■ INPUT MATERIAL
·····

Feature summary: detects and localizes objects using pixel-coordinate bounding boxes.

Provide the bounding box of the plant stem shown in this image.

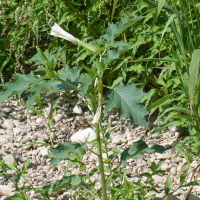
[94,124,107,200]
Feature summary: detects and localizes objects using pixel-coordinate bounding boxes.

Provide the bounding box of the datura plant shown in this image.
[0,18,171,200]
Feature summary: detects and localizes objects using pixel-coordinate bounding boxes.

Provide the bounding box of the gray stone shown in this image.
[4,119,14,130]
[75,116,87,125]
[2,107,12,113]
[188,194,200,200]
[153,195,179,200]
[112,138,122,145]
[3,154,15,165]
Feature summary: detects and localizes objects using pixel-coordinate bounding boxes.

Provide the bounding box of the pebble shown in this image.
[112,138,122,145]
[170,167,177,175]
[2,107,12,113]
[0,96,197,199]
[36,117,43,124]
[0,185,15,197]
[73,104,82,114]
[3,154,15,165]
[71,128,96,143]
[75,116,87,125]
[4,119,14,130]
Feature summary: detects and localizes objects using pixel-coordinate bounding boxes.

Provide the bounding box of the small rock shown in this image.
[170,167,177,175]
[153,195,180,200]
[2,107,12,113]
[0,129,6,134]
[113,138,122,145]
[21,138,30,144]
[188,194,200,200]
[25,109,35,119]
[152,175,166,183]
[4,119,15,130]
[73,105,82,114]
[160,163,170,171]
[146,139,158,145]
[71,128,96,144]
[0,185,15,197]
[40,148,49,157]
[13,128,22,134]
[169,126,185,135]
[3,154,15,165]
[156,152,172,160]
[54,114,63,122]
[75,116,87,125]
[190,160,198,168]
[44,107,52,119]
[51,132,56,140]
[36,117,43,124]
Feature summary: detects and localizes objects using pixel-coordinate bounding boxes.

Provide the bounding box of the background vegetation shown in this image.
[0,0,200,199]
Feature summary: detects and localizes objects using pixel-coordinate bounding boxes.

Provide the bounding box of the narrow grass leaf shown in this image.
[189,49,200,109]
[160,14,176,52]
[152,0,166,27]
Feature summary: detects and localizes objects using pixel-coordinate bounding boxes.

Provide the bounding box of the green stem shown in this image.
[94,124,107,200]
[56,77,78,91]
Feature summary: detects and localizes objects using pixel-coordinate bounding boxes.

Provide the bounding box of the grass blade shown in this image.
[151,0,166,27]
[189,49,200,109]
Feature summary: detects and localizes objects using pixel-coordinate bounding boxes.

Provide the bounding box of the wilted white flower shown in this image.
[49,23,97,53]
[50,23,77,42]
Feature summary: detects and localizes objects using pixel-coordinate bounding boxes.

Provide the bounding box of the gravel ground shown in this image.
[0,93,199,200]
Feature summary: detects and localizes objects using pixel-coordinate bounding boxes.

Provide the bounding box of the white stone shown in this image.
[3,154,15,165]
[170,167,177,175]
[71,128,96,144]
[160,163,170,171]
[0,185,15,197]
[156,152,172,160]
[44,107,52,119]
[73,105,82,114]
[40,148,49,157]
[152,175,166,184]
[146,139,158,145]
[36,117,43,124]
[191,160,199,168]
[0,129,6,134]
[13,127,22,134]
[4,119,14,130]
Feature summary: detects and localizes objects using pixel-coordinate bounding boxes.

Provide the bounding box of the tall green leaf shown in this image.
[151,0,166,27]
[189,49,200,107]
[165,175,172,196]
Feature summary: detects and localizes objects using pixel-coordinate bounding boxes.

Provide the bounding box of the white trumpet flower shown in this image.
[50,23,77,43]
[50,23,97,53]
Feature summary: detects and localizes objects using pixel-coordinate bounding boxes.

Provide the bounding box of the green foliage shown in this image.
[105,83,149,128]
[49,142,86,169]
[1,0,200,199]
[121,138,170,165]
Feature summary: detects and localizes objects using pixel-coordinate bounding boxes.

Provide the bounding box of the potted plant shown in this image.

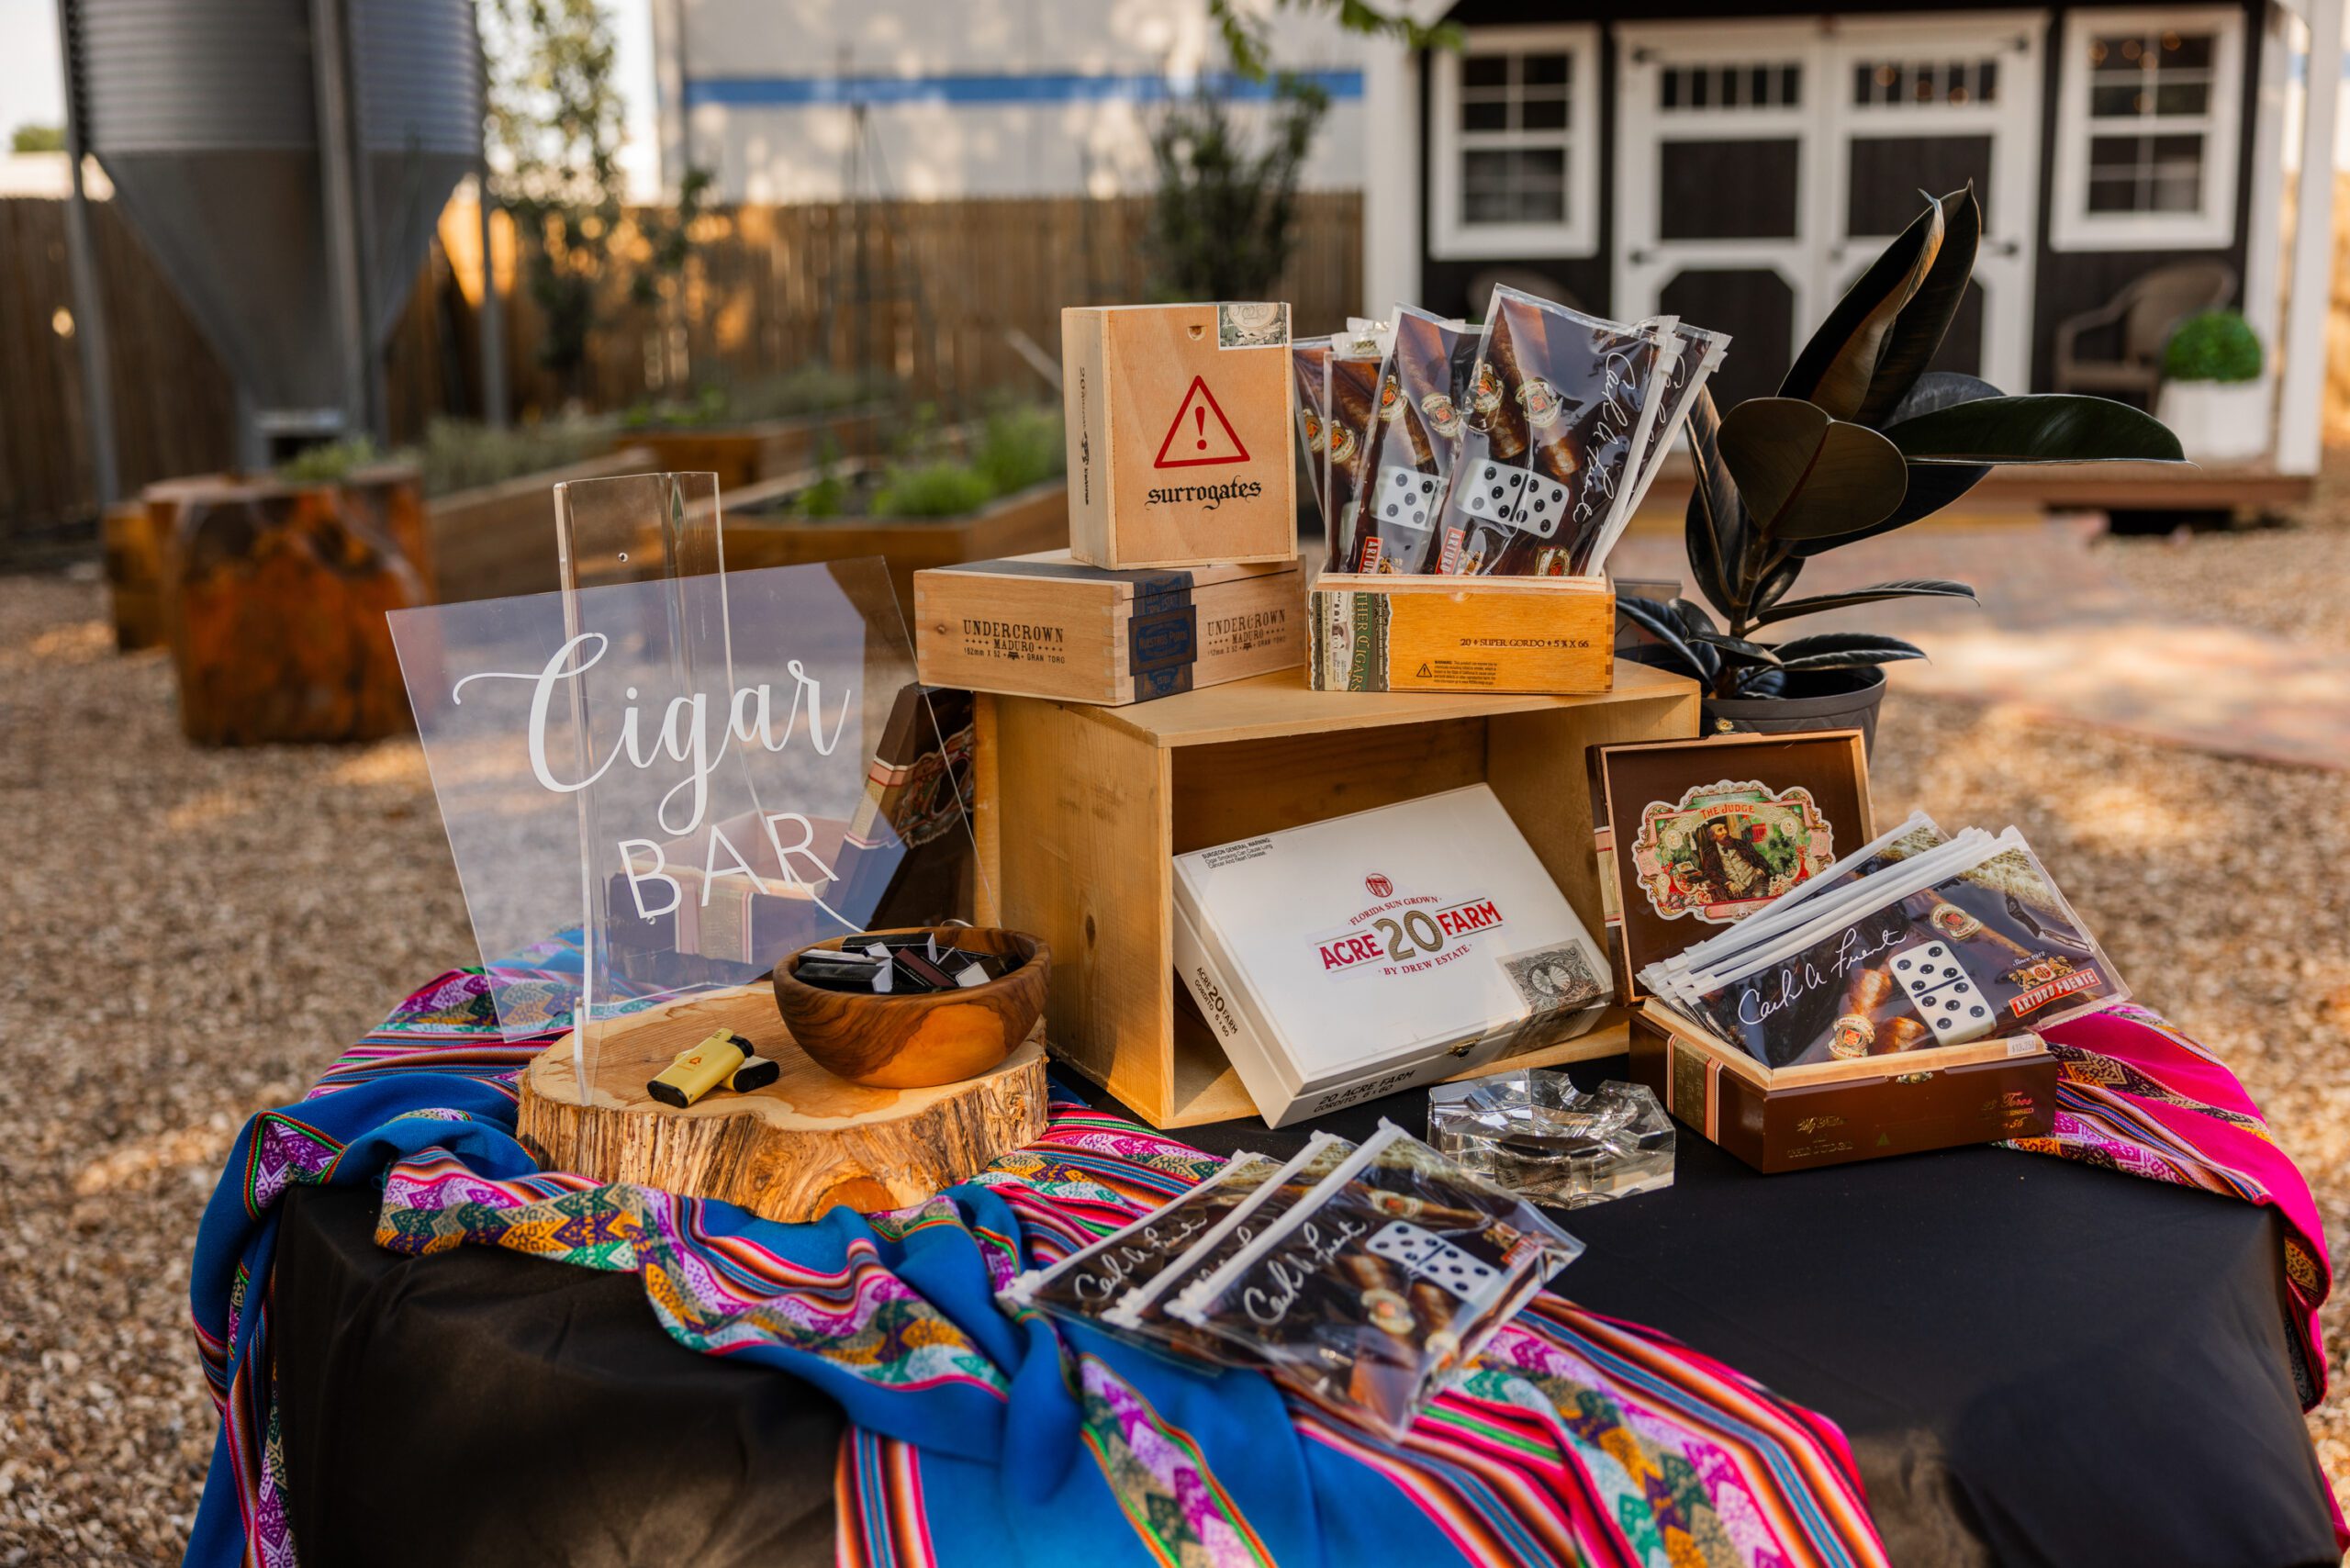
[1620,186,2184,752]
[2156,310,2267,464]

·····

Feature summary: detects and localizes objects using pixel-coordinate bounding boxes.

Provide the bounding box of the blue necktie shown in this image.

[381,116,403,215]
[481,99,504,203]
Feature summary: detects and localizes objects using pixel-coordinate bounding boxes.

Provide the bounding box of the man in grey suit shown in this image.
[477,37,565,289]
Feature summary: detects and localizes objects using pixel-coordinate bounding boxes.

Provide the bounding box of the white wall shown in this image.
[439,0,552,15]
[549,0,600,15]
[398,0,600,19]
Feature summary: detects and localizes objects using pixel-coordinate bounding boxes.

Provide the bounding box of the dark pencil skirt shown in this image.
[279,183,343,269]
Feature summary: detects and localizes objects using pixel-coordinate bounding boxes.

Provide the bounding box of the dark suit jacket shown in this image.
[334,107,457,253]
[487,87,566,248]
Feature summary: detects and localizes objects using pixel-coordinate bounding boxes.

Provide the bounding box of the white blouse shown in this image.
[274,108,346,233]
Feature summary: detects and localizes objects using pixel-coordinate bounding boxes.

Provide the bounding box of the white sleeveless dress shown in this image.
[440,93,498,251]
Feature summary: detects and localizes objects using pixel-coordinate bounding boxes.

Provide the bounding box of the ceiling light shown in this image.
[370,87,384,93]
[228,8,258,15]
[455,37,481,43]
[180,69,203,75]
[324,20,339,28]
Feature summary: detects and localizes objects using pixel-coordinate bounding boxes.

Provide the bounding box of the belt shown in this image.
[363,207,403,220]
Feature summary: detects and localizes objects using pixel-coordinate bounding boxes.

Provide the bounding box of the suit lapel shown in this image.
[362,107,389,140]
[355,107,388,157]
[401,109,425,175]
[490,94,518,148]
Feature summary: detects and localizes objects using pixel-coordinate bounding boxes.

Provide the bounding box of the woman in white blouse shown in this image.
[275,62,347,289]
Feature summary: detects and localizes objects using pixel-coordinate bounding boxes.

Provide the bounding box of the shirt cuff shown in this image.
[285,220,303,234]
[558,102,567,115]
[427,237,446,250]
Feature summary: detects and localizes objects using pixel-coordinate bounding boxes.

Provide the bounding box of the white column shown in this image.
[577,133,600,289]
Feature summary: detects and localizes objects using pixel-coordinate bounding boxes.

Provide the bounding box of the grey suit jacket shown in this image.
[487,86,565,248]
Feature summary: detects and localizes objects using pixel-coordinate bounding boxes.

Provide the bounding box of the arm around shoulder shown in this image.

·····

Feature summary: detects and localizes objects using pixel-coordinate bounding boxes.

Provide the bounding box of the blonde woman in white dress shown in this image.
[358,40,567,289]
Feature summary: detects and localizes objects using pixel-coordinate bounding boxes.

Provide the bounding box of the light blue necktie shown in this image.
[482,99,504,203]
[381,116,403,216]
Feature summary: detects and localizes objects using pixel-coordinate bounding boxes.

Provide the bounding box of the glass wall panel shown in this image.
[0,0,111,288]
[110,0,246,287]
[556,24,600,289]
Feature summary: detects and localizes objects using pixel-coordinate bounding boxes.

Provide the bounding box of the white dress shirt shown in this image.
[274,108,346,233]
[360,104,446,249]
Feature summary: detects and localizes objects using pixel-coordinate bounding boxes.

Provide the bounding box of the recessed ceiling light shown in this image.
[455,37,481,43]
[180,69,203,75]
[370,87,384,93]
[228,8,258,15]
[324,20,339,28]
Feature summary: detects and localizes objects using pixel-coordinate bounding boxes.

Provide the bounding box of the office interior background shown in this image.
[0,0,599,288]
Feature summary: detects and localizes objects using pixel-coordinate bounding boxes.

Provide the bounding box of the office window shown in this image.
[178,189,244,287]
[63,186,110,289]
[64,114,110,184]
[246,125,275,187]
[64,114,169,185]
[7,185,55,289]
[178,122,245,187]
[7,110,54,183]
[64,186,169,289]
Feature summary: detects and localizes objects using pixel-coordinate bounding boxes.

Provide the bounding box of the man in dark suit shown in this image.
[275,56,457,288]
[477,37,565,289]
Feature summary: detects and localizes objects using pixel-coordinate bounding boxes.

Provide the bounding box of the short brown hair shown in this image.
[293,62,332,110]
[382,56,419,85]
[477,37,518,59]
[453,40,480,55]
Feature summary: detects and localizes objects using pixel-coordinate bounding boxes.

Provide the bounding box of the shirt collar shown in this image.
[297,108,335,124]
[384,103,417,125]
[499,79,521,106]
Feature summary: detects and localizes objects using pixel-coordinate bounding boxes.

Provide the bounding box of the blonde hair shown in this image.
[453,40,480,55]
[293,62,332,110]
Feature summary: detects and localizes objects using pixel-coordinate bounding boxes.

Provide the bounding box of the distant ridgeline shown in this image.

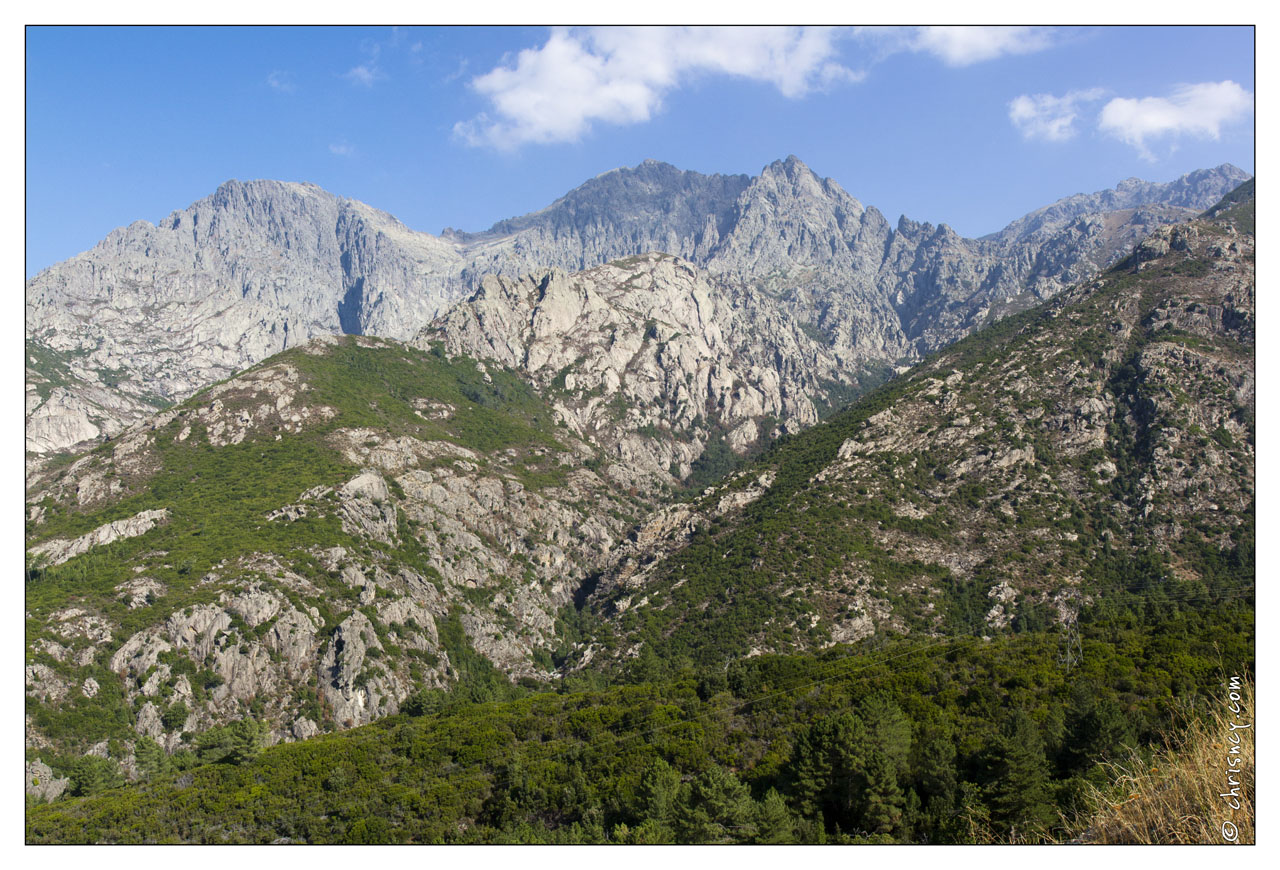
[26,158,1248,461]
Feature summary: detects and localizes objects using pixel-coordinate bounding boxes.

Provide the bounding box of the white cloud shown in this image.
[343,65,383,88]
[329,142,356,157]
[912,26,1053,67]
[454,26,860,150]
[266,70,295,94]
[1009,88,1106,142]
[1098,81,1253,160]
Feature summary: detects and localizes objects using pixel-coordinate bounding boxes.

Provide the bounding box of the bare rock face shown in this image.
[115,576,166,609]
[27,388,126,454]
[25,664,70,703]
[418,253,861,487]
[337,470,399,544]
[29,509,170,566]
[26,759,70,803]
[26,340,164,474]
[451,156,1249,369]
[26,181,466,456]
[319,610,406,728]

·····

■ INSTRUCTIONS TO FOLLOW
Look back at the entries above and repeat, unchanged, every line from the line holding "Provide the bounding box of the grey" through the line holding "Provide the bounding box of the arm".

■ WRITTEN ANSWER
Provide the bounding box of the grey suit jacket shown in this image.
[487,86,565,248]
Feature summary: detects and localizes objects using pixel-coordinate bounding boxes.

Provide the bounding box of the arm around shoulder shown in this image.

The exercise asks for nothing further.